Request: Copy the items below word for word, keeping every line as it appears.

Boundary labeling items
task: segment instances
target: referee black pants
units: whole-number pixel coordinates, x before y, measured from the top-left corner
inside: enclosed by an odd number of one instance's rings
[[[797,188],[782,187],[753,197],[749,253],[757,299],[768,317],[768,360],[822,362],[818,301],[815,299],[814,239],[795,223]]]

Answer to this task:
task: segment instances
target: referee black pants
units: whole-number pixel coordinates, x before y, measured from the top-left corner
inside: enclosed by an odd number of one instance's rings
[[[797,188],[782,187],[753,197],[749,253],[757,299],[768,317],[768,360],[822,362],[818,301],[815,299],[814,239],[795,223]]]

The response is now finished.